**SUPPLIED TEXT**:
★ ★ ★ ★ ★ ★ ★

Alright – so today we’ve got the honor of introducing you to Sara Pizzi. We think you’ll enjoy our conversation, we’ve shared it below.
Sara , looking forward to hearing all of your stories today. Are you able to earn a full-time living from your creative work? If so, can you walk us through your journey and how you made it happen?
Building a full-time living from my creative work was not something that happened overnight. Like many artists, my path was gradual, layered, and deeply tied to both artistic development and community building.
My work is rooted in an intercultural practice I developed through my New York–based contemporary dance collective co-founded with Aika Takeshima. Coming from different cultural and physical lineages, we shaped an artistic identity where cultural difference became a creative tool rather than a theme. Our choreography explores migration, identity, and cultural memory through physically rigorous, concept-driven work, treating diversity not as representation but as a method for expanding contemporary dance.
In the early years, sustaining myself exclusively through creative work was challenging. The process required building visibility, cultivating collaborations, and creating opportunities beyond traditional performance formats. A major shift came when our projects began to grow internationally. Since 2021, I have had the opportunity to present and develop work extensively in the U.S. and abroad, alongside commissions from theaters, universities, and cultural institutions. Residencies, cross-border collaborations, and invitations to festivals became key milestones, allowing my artistic practice to evolve while also providing financial stability.

★ ★ ★ ★ ★ ★ ★

**TASK BRIEF**: According to the interview, what subjects does the dance collective's choreography explore? The material after this point is separate from the interview.

**DATA SHOWN**:
★ ★ ★ ★ ★ ★ ★

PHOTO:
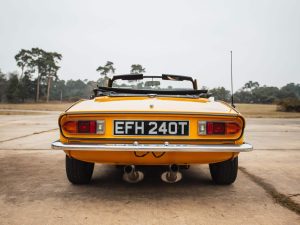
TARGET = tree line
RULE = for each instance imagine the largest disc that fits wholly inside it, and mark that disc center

★ ★ ★ ★ ★ ★ ★

**SOLUTION TO THE PROBLEM**: Migration, identity, and cultural memory.